▶ **WHAT IS REQUIRED**
Lay out all of the data below as a JSON list of strings, with one string per line and no blank lines. Leave the pictures out of the list.

Image region labeling entries:
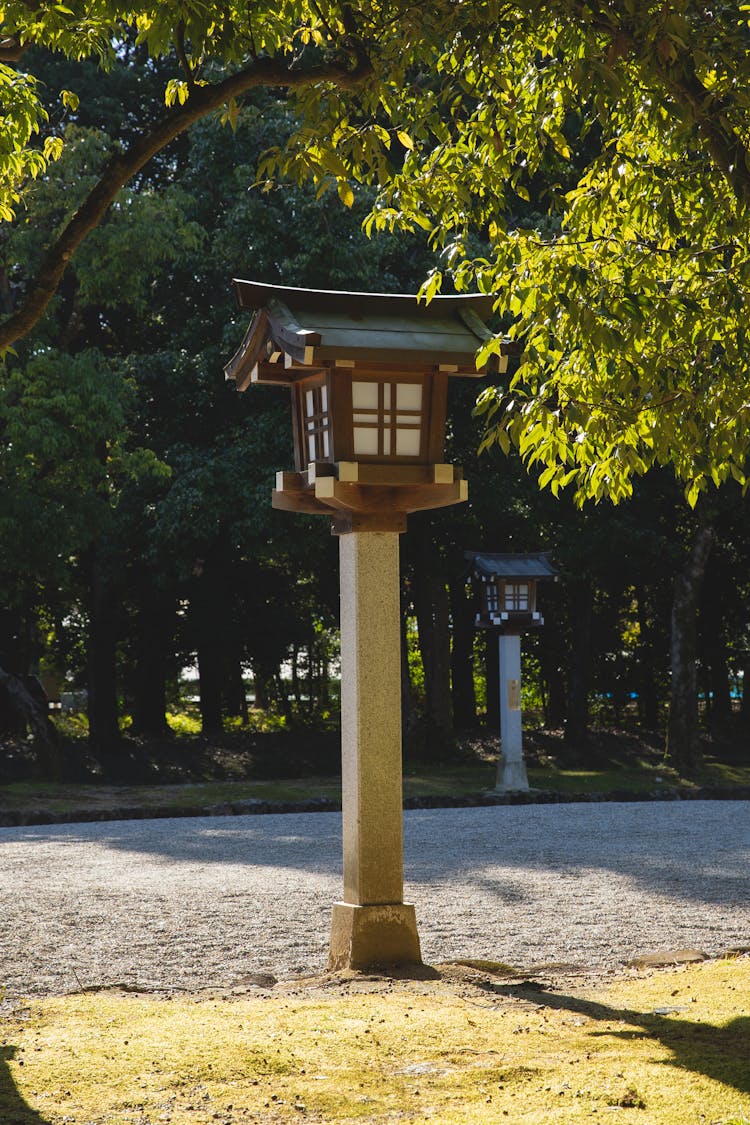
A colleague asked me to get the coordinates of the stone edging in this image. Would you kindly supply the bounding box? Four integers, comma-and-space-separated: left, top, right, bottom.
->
0, 785, 750, 828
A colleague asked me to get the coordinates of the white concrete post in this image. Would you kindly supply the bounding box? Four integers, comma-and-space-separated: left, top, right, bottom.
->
328, 531, 421, 969
495, 633, 528, 790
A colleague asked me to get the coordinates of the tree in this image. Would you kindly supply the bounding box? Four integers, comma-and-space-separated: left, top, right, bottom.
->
275, 0, 750, 504
0, 0, 750, 503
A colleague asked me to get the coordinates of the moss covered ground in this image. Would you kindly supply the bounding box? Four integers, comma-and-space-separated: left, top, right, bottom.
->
0, 956, 750, 1125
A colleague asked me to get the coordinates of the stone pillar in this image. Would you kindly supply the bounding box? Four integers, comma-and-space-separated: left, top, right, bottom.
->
328, 531, 422, 969
495, 633, 528, 790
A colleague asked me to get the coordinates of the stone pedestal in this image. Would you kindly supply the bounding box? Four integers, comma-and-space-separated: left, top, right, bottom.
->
495, 633, 528, 791
329, 531, 421, 969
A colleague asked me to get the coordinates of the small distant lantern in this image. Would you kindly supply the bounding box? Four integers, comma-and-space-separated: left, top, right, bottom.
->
226, 281, 506, 533
226, 281, 505, 969
467, 551, 557, 633
466, 551, 558, 791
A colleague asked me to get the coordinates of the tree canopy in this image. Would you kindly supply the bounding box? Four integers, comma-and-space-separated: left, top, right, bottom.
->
0, 0, 750, 503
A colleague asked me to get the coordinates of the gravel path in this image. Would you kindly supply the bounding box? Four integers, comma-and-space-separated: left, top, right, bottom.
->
0, 801, 750, 997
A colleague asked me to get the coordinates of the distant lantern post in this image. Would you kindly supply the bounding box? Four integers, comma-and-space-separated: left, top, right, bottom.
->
226, 280, 504, 969
467, 551, 557, 791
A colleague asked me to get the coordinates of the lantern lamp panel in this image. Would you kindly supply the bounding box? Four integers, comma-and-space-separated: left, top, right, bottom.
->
354, 425, 378, 457
505, 582, 528, 613
352, 379, 379, 411
396, 426, 422, 457
396, 383, 422, 414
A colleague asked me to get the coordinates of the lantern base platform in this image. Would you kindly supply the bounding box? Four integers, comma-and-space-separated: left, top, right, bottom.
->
271, 461, 469, 534
328, 902, 422, 971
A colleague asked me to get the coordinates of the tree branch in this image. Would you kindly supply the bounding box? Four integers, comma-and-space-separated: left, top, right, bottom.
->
0, 44, 372, 352
656, 54, 750, 208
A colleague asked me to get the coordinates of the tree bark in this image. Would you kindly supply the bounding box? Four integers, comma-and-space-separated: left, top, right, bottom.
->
635, 586, 659, 730
0, 47, 372, 352
667, 509, 714, 773
539, 623, 568, 730
133, 588, 172, 738
87, 550, 120, 754
449, 578, 477, 730
414, 575, 453, 758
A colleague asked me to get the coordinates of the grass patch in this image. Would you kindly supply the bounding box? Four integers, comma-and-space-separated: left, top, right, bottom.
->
0, 959, 750, 1125
0, 762, 750, 815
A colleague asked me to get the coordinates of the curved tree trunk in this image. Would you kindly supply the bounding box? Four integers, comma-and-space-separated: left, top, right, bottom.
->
667, 511, 714, 773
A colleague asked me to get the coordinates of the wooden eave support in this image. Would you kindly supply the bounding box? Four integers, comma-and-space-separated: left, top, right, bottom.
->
272, 462, 469, 531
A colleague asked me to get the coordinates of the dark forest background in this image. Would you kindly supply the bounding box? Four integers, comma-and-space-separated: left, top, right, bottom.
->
0, 48, 750, 781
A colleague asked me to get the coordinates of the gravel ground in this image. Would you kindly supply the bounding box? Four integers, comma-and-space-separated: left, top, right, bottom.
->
0, 801, 750, 999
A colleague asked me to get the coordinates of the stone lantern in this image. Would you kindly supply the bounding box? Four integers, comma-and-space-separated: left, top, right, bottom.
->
226, 280, 504, 969
466, 551, 558, 791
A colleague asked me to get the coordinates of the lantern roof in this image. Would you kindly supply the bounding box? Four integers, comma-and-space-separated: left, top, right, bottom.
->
466, 551, 558, 582
225, 279, 506, 390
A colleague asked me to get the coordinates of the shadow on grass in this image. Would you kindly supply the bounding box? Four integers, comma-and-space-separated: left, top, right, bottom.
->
490, 984, 750, 1094
0, 1045, 48, 1125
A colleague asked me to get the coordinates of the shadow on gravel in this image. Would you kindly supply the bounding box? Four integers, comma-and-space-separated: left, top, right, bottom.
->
0, 1045, 48, 1125
490, 984, 750, 1094
7, 801, 750, 909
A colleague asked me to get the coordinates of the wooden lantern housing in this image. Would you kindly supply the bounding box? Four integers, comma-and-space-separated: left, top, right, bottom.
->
466, 551, 558, 633
225, 280, 506, 532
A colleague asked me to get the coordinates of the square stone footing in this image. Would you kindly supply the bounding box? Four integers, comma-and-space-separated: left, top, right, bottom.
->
328, 902, 422, 970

▶ **WORKED ANSWER**
[
  "A colleague asked me to get the coordinates of the stone edging in this image. Would you kindly supply the bounding box? Four integers, comma-and-space-separated: left, top, right, bottom.",
  "->",
  "0, 785, 750, 828",
  "A colleague asked me to get the coordinates of the white concrete post in this image. Would you kindly supply the bounding box? Four integers, comma-and-space-separated: left, top, right, bottom.",
  "->",
  "328, 531, 421, 969",
  "495, 633, 528, 790",
  "A colleague asked me to get the coordinates of the tree in this image. Would you kindly supply the bounding box? Four integers, comma-and-space-separated: left, top, right, bottom.",
  "->",
  "275, 0, 750, 504",
  "0, 0, 750, 503",
  "A colleague asked me to get the coordinates of the moss covered ground in this image. Would you kindly supply the bounding box? Four integers, comma-and-space-separated: left, top, right, bottom.",
  "->",
  "0, 956, 750, 1125",
  "A colleague asked me to get the coordinates of the stone pillar in this image. Would you kindly supply the bounding box? Four integers, comma-and-space-separated: left, top, right, bottom.",
  "->",
  "328, 531, 422, 969",
  "495, 633, 528, 790",
  "A colleague asked me to get the coordinates of the stone pedestal in this image. Would you kindly supply the bounding box? Four integers, comma-and-space-separated: left, top, right, bottom.",
  "->",
  "495, 633, 528, 791",
  "329, 531, 421, 969",
  "A colleague asked me to get the coordinates of the small distant lantern in this image. Would you kindly supply the bounding box? Four integers, comma-and-space-separated: left, top, right, bottom.",
  "->",
  "226, 281, 506, 533",
  "226, 281, 505, 969",
  "467, 551, 557, 633",
  "466, 551, 558, 791",
  "A colleague asked me to get the coordinates of the tree canopy in this image. Would you kindly supply the bounding box? Four integers, comma-and-space-separated: left, top, right, bottom.",
  "->",
  "0, 0, 750, 503",
  "A colleague asked me to get the coordinates of the gravel path in this image. Would you kindly supply the bounding box? Four integers, comma-and-space-separated: left, top, right, bottom.",
  "->",
  "0, 801, 750, 997",
  "A colleague asked me to get the coordinates of the distant lantern post in this image. Would you kindly supply the bounding box? Four integers, comma-and-space-separated: left, top, right, bottom.",
  "->",
  "226, 280, 504, 969",
  "467, 551, 557, 791",
  "A colleague asked me to get the coordinates of the lantern lamp panel in this image. Would you kindly supply the bounding box? Four integers, comma-and-space-separated: left, top, right, bottom.",
  "->",
  "354, 425, 378, 457",
  "505, 582, 528, 613",
  "352, 379, 379, 411",
  "396, 426, 422, 457",
  "396, 383, 422, 414",
  "A colleague asked me to get the coordinates of the lantern base platform in this image. Would you kindly supply the bounding box? Four integers, comma-and-space-separated: left, top, right, bottom.",
  "->",
  "271, 461, 469, 534",
  "328, 902, 422, 971",
  "A colleague asked me to get the coordinates of the tree branch in this image. Would you kindly supply the bounding box? Four integers, comma-and-space-separated: left, top, right, bottom.",
  "->",
  "0, 44, 372, 352",
  "656, 54, 750, 208",
  "A colleague asked me to get the coordinates of the tree bark in this image. Would you kindly supply the bounding box? Four integers, comma-and-space-separated: left, top, right, bottom.",
  "->",
  "635, 586, 659, 730",
  "0, 47, 372, 352",
  "667, 509, 714, 773",
  "539, 623, 568, 730",
  "133, 588, 172, 738",
  "87, 550, 120, 754",
  "449, 578, 477, 730",
  "414, 575, 453, 758",
  "A colleague asked me to get the coordinates of the grass patch in this image. Would you kindly supply the bounding box? Four integers, comma-and-space-separated: left, top, right, bottom.",
  "->",
  "0, 959, 750, 1125",
  "0, 762, 750, 815",
  "A colleague asked me to get the coordinates of the curved tree trunk in this image. Would you kindly supply the bounding box? Four integers, comma-and-space-separated: left, top, right, bottom.",
  "->",
  "667, 511, 714, 773",
  "A colleague asked me to get the coordinates of the wooden eave support in this image. Would you kindly supply the bounding box? Four integers, comma-and-space-separated: left, top, right, bottom.",
  "->",
  "272, 462, 469, 531",
  "A colleague asked me to get the coordinates of the dark forest background in this image. Would you kindly supply the bounding box? Four integers, comma-and-space-separated: left, top, right, bottom.",
  "->",
  "0, 48, 750, 781",
  "A colleague asked me to get the coordinates of the gravel ground in this image. Would you kindly supply the bounding box? Four integers, comma-and-space-separated: left, top, right, bottom.",
  "->",
  "0, 801, 750, 999",
  "A colleague asked me to get the coordinates of the stone lantern in this image. Would you kindly supply the bounding box? Four integers, comma-and-space-separated: left, top, right, bottom.",
  "->",
  "226, 280, 504, 969",
  "466, 551, 558, 791",
  "A colleague asked me to get the coordinates of the lantern roof in this image. Would you kindly supply the bounding box? Four integers, comma-and-space-separated: left, top, right, bottom.",
  "->",
  "466, 551, 558, 582",
  "225, 279, 506, 390",
  "A colleague asked me to get the coordinates of the shadow on grass in this image. Would you kindly supply the bounding box? Four integers, comma-and-space-separated: left, top, right, bottom.",
  "->",
  "490, 984, 750, 1094",
  "0, 1045, 48, 1125",
  "A colleague asked me to get the coordinates of the shadow on gravel in this image. Would you kindly supply the bounding box? Four integers, comma-and-space-separated: left, top, right, bottom.",
  "->",
  "0, 1045, 48, 1125",
  "490, 984, 750, 1094",
  "7, 801, 750, 909",
  "A colleague asked me to get the coordinates of the wooden lantern housing in this image. Would you kindly supply the bounding box? Four integers, comma-and-space-separated: left, top, right, bottom.",
  "->",
  "466, 551, 558, 633",
  "225, 280, 506, 532",
  "A colleague asked me to get the coordinates of the square stone footing in this image. Would you kindly supply the bounding box? Four integers, comma-and-space-separated: left, top, right, bottom.",
  "->",
  "328, 902, 422, 970"
]